### Given instruction 1
Answer these from the post about dating lessons:
(a) How many years of going steady is the writer looking back on?
(b) How many things does the list hold, and how many girls taught them?
(c) What is the title of the first lesson?
### Given instruction 2
Pick up the post about dating lessons after its last sentence and keep writing it.

### Page
Yo. I’m in a good mood. I want to play and make shit and write it out.

I recently got out of another relationship. I was dating a pretty cool chick that I liked quite a bit, and things didn’t work out. It’s all good. I have nothing but accolades to give and appreciation to show for the entire experience. Out of respect to her, we will leave it at that.

I’m now in that stage of reflecting on it all, almost from an objective standpoint. Some time passes and you get a chance to see it for what it was. In doing that, I’ve learned quite a bit, I’ve grown quite a bit, I’ve smiled quite a bit. I suppose it’s always up to you to learn things from stuff that happens to you.

In dating this girl, and breaking up, I’ve been looking back on the past 10 years of going steady. Today, I want to share some nuggets of wisdom that I’ve looted along the way. I hope you can relate.

Here are nine things, in no particular order, that nine anonymous girls have taught me through the mess that is The Game:

The Rebound Will Brick
Always. There is no replacing something that you just shared with another person. You can’t fill that void. I dated a girl right after my longest relationship to date, and it hit me pretty quick. Ain’t it a sick feeling, kissing someone and thinking of another? Fucking hell, that one tore me up. If you think you’re over it, you’re probably not. It’ll catch up to you.

### Provided data

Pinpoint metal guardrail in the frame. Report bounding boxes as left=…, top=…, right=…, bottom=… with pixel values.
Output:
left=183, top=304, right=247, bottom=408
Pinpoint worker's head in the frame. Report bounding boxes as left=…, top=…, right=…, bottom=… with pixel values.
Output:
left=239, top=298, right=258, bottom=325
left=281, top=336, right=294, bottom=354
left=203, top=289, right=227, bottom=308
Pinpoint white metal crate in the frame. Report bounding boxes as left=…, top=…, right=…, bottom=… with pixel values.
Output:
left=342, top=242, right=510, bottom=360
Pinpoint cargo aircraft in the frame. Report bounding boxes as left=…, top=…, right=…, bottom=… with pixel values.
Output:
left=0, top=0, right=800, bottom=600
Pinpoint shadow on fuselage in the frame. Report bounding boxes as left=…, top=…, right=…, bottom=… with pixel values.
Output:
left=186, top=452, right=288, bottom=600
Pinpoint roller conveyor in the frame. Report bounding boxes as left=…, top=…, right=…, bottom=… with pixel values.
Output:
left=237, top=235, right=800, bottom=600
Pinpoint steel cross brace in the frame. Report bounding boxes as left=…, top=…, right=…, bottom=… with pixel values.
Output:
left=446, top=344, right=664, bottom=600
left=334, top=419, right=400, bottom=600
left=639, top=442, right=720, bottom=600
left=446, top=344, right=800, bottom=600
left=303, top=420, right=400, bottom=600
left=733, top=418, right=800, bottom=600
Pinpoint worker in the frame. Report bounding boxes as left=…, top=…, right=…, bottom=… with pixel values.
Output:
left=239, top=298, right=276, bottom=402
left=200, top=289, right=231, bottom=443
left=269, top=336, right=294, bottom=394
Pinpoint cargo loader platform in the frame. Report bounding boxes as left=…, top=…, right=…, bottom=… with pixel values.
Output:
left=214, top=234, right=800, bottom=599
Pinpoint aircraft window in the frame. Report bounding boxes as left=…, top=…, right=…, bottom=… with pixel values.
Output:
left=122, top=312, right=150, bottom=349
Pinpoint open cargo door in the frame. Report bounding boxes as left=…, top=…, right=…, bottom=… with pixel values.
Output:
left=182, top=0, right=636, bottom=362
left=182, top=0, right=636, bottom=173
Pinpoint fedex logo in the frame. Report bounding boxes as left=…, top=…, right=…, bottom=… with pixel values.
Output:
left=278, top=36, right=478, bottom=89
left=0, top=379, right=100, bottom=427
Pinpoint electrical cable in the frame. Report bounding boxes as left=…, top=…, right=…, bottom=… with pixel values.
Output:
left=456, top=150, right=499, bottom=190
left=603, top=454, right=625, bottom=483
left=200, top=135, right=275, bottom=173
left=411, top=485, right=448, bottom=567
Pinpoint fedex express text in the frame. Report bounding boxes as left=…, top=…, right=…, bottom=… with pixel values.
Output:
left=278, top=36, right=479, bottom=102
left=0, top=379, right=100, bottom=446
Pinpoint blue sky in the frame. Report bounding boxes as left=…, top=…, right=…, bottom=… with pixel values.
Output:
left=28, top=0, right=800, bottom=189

### Output 1
(a) 10 years.
(b) Nine things, taught by nine anonymous girls.
(c) "The Rebound Will Brick."

### Output 2
They say the best way to get over someone is to get under someone. If they’re telling you that, I think you should ask yourself who you’re listening to. Rebounding is like eating junk food: it’s fun while it’s happening, but it’ll soon make you sick to your stomach. Eat healthy. Give it time.

Beauty Matters (for the First Date)
And after that, it’s mostly irrelevant. I dated a girl a few years back that was stupid gorgeous. Just stunning. This chick was just radiant. I was a dorky college kid who had never seen someone that pretty before. So when she told me she was interested, I did a backflip. I didn’t believe it. Then we went out to coffee.

I can’t remember a single damn thing we talked about. I was mostly shitting bricks because of how pretty this girl’s eyes were. Yet, that’s all there was. Sure, she was attractive, but you can only talk about her smile for so long. After that, when the crickets start chirping, and she’s twiddling her thumbs, the silence between you becomes a chainsaw. Attraction is the first step, absolutely. I just learned that day that it’s about 13% of the deal. You can adorn a cardboard canoe like the Taj Mahal. But will it float?

Talk the Talk, Walk the Talk
I once dated a chick that loved to talk about me. She told all her friends about me, she told her family, she told social media. She told me about me. Her words were abundant; an endless source of reassurance and praise. It was enchanting.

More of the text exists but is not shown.